[START]

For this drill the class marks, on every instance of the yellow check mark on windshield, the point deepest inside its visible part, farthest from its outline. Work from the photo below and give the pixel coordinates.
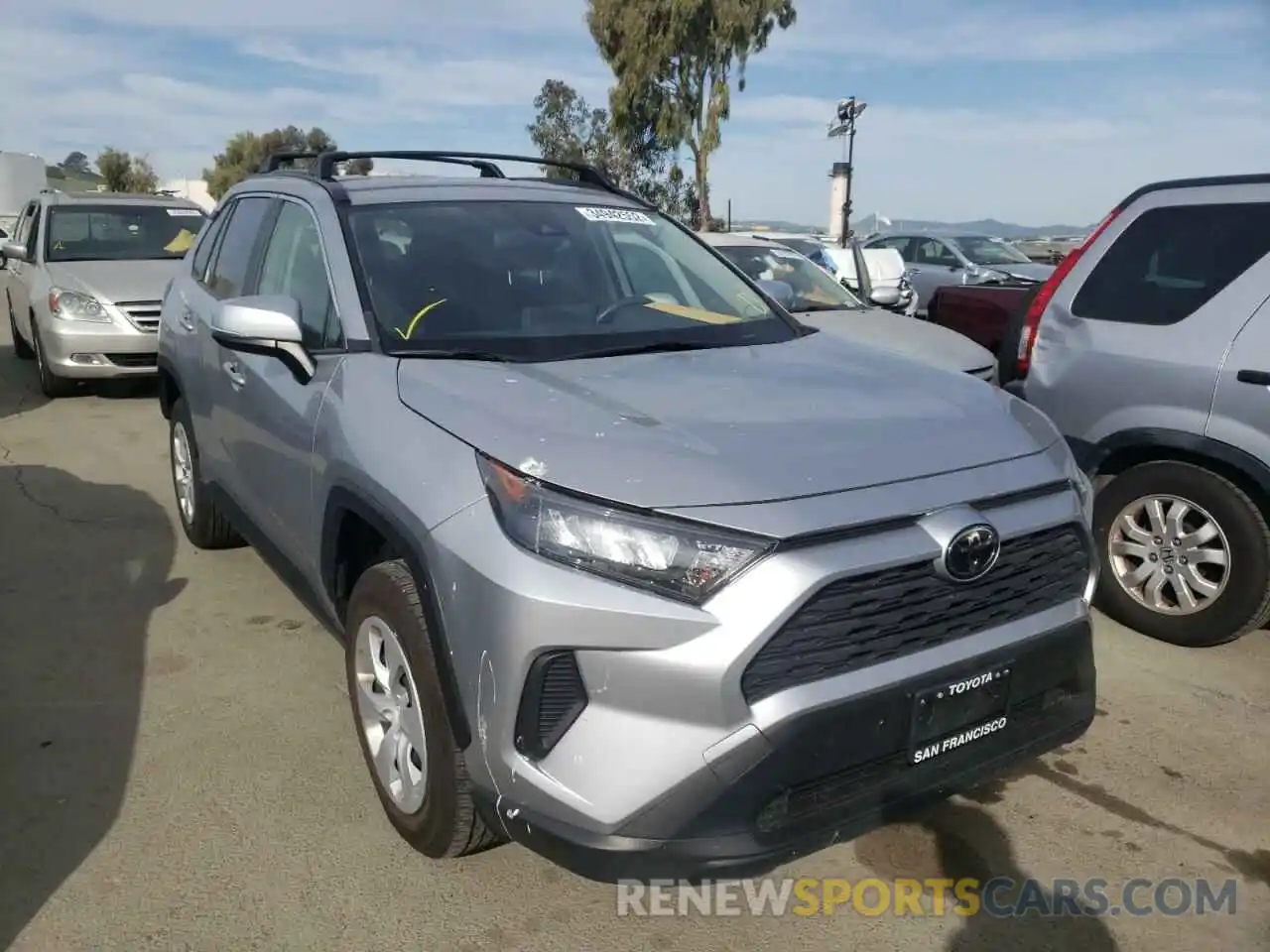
(414, 321)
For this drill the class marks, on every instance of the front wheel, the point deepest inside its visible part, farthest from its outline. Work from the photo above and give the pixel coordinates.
(50, 384)
(1185, 555)
(420, 774)
(21, 348)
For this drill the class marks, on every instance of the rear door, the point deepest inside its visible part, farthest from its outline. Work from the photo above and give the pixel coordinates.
(1135, 335)
(1241, 405)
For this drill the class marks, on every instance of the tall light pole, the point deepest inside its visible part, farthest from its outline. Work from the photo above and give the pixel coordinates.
(844, 126)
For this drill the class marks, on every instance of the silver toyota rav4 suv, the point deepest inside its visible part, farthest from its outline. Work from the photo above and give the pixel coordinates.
(82, 277)
(658, 588)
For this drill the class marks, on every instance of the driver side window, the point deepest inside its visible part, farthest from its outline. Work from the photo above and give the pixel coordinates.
(935, 253)
(294, 266)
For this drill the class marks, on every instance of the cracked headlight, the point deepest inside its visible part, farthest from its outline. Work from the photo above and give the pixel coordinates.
(672, 557)
(73, 306)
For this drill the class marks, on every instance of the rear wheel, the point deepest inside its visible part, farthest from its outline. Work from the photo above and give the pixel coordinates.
(420, 774)
(21, 348)
(1185, 555)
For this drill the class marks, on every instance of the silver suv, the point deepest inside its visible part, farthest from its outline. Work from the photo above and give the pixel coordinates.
(82, 280)
(1150, 348)
(657, 585)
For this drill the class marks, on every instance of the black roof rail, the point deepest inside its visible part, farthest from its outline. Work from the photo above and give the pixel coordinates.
(326, 162)
(485, 162)
(277, 160)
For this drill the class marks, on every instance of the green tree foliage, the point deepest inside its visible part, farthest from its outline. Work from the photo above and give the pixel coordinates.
(76, 164)
(126, 173)
(567, 128)
(674, 62)
(246, 151)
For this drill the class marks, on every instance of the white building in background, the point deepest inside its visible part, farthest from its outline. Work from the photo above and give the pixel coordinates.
(193, 189)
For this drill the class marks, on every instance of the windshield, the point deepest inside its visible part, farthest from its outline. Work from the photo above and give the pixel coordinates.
(548, 281)
(983, 250)
(813, 289)
(117, 232)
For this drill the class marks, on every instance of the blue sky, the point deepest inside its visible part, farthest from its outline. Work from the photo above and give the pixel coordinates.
(1025, 111)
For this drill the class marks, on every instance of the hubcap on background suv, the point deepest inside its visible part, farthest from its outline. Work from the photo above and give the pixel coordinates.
(183, 472)
(1169, 553)
(388, 708)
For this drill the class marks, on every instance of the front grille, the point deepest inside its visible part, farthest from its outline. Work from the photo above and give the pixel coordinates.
(870, 619)
(553, 699)
(134, 359)
(143, 313)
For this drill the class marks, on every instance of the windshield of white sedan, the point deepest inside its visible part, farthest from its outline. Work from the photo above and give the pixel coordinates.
(813, 289)
(541, 281)
(117, 232)
(988, 252)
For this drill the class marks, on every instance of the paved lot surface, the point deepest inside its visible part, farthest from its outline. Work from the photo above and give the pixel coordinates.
(178, 770)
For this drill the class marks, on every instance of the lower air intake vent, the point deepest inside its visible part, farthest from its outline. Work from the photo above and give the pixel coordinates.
(553, 699)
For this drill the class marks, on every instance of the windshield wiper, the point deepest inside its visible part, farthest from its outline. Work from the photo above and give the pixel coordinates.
(443, 354)
(813, 308)
(661, 347)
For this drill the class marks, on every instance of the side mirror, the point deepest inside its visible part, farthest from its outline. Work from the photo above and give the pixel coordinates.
(780, 291)
(267, 325)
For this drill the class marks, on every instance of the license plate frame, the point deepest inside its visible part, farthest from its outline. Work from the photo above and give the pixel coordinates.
(959, 711)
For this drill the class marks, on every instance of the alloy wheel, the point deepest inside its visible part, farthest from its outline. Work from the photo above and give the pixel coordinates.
(388, 711)
(183, 471)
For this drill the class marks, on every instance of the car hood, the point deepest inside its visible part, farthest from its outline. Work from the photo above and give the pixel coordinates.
(910, 336)
(724, 425)
(116, 281)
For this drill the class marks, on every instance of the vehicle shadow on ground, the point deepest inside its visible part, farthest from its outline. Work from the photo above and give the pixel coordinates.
(971, 844)
(84, 567)
(959, 842)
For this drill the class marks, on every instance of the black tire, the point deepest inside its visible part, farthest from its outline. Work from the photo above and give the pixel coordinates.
(447, 823)
(207, 529)
(50, 384)
(1243, 606)
(21, 348)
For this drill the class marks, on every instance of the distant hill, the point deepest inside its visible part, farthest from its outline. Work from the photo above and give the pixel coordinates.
(984, 226)
(68, 180)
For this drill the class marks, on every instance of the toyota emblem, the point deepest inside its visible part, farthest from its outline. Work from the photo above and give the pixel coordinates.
(971, 552)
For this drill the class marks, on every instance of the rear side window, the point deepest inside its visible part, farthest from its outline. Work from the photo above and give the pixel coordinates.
(230, 271)
(1171, 262)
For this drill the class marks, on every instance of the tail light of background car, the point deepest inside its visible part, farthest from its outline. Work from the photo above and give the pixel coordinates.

[END]

• **Task requirements**
Present every line of the records above as a Markdown table with two columns, Row and Entry, giving each line a row number and skipping blank lines. Leave the pictures out.

• **Exercise answer**
| Row | Entry |
|---|---|
| 1 | For this drill the class marks, on every instance of the yellow check mark on windshield, the point deepest inside its visible part, farthest from its outline. Work from the photo below and give the pixel coordinates. |
| 2 | (414, 321) |
| 3 | For this drill the class marks, on every instance of the front wheel, the point deepest inside its visible part, farthest from its outline. Work from the photo above and give the pixel coordinates. |
| 4 | (50, 384) |
| 5 | (1185, 555) |
| 6 | (420, 774) |
| 7 | (21, 348) |
| 8 | For this drill the class marks, on every instance of the rear door, the point deepest inside its visible part, farthest from its outline. Work from the photo above and give the pixel coordinates. |
| 9 | (1135, 335) |
| 10 | (1241, 405) |
| 11 | For this drill the class marks, on every instance of the tall light pole, the point deepest inside its visible part, farthest from its outline. Work from the photo above and give the pixel coordinates. |
| 12 | (844, 126) |
| 13 | For this drill the class marks, on every instance of the silver toyota rav4 suv, the point deepest inside its visible part, farthest from its outline. Work from the photo above and give the pixel coordinates. |
| 14 | (82, 277) |
| 15 | (658, 588) |
| 16 | For this drill the class marks, on every instance of the driver side window, the point deepest inside its visible part, farthest from its outline. Work from the photo above and give the pixel coordinates. |
| 17 | (935, 253) |
| 18 | (294, 266) |
| 19 | For this drill the class marks, on every instance of the cracked headlight, the point deepest inside its visible part, farthest from its outline. Work from the photo above and give the pixel coordinates. |
| 20 | (672, 557) |
| 21 | (73, 306) |
| 22 | For this drill the class marks, on every instance of the rear wheel, the point deepest inside its visible part, farthest from its outline. Work from the photo above and give the pixel coordinates. |
| 23 | (420, 774) |
| 24 | (21, 348) |
| 25 | (1185, 555) |
| 26 | For this drill the class marks, on every instance of the silver suv, the point deepest inside its visible part, farthest from its outline. Work from the photo above and give the pixel coordinates. |
| 27 | (82, 280) |
| 28 | (1150, 348) |
| 29 | (657, 585) |
| 30 | For this drill the class marks, on every instance of the black roof rail, the point deepest inside its visible part, farthest from its outline. Work from the photo above and give the pixel coordinates. |
| 31 | (326, 162) |
| 32 | (485, 162) |
| 33 | (277, 160) |
| 34 | For this drill the class marks, on every instance of the green tree foliage, the point deepest inside its visible part, farthest from its outline. Work from the photo above and give the pixel coordinates. |
| 35 | (76, 164) |
| 36 | (126, 173) |
| 37 | (567, 128) |
| 38 | (674, 62) |
| 39 | (246, 151) |
| 40 | For this drill the class marks, on every instance of the white building in background, the point deepest inside its visible part, farthest from its outline. Work from the photo above and give the pixel coordinates. |
| 41 | (193, 189) |
| 42 | For this drill the class marks, on every instance of the windshield, the point deepest inside its visible part, farthest from its outline. Work from the photo above and give the pixel coordinates. |
| 43 | (548, 281) |
| 44 | (983, 250) |
| 45 | (813, 289) |
| 46 | (117, 232) |
| 47 | For this drill the class marks, on every instance of the blue sky, the point deepest inside its visible part, farthest from its outline. Work from the photo above and give the pixel coordinates. |
| 48 | (1025, 111) |
| 49 | For this drill the class marks, on every instance of the hubcap on background suv, the point deepest inside its visible part, farthest from its outline. Work from the photo above and give the pixel coordinates. |
| 50 | (183, 472) |
| 51 | (1169, 553) |
| 52 | (388, 708) |
| 53 | For this drill the class marks, on every instance of the front grille, the point deepest inside its visible part, farthest from its outline. Work from the photo above and give the pixel coordinates. |
| 54 | (870, 619) |
| 55 | (553, 699) |
| 56 | (134, 359) |
| 57 | (143, 313) |
| 58 | For this drill the class marks, on every instance of the windshield of white sedan, the point deepest inside its visible part, farthest from its outline. Work from the photo above and give the pixel coordinates. |
| 59 | (813, 289) |
| 60 | (541, 281) |
| 61 | (117, 232) |
| 62 | (988, 252) |
| 63 | For this drill the class marks, on every instance of the paved lot surface, the point deepest inside its visible part, farthest from its outline. Work from the photo above and give the pixel coordinates. |
| 64 | (178, 770) |
| 65 | For this drill the class marks, on every instance of the lower air intake vent, the point deepest inside its visible part, farthest from its outline. Work from the photo above and give the pixel coordinates. |
| 66 | (553, 699) |
| 67 | For this drill the class marks, on every instance of the windshield wiper, the point deepest inside its visible part, farthest from its outline. Work from the photo above and give the pixel coordinates. |
| 68 | (443, 354) |
| 69 | (813, 308) |
| 70 | (661, 347) |
| 71 | For this drill the class marks, on every instance of the side mirror, the point deepest inside its visible part, farthest from its outline. Work from the photo above and give the pixel coordinates. |
| 72 | (780, 291) |
| 73 | (267, 325) |
| 74 | For this drill the class marks, on every instance of the license plate frame, the point deepest inside its visible part, farthest from its outline. Work from the photo above and give the pixel coordinates. |
| 75 | (959, 711) |
| 76 | For this drill the class marks, on every instance of the alloy wheel, the point deepest inside its visible part, farthest from its outline. Work from the photo above and give the pixel coordinates. |
| 77 | (388, 711) |
| 78 | (183, 471) |
| 79 | For this drill the class marks, on every instance of the car hood, the point deepest inside its visible part, farthest from its outline. Work from the photo above and give the pixel coordinates. |
| 80 | (910, 336) |
| 81 | (724, 425) |
| 82 | (116, 281) |
| 83 | For this drill the class marks, on every instance of the vehicle shadow on ground, the point deepest inside its visible part, farthest from its outline. Work from the photo above and give the pixel coordinates. |
| 84 | (971, 844) |
| 85 | (84, 567) |
| 86 | (959, 842) |
| 87 | For this drill the class marks, on every instance of the black tire, the point deepest inside its visible part, farthest from its outline. Work from the photo above and give the pixel coordinates. |
| 88 | (447, 823) |
| 89 | (207, 529) |
| 90 | (50, 384) |
| 91 | (1243, 606) |
| 92 | (21, 348) |
| 93 | For this drill the class marks, on every instance of the distant hill, the point deepest inside its visible part, farthest from its outline. Work from the photo above and give the pixel coordinates. |
| 94 | (984, 226) |
| 95 | (68, 180) |
| 96 | For this drill the class marks, on every instance of the toyota emblem, the point deepest inside its visible part, farthest from its outline. Work from the photo above and give the pixel coordinates. |
| 97 | (971, 552) |
| 98 | For this drill the class marks, on every instance of the rear side window, the point deepest inside its visible part, farthest from its outline. Work from the photo above and give the pixel coordinates. |
| 99 | (230, 271) |
| 100 | (1171, 262) |
| 101 | For this drill the class marks, on every instance of the tail light of background car, the point deepest inside its visible part, farthest from its outline. Work from the photo above and give the pixel coordinates. |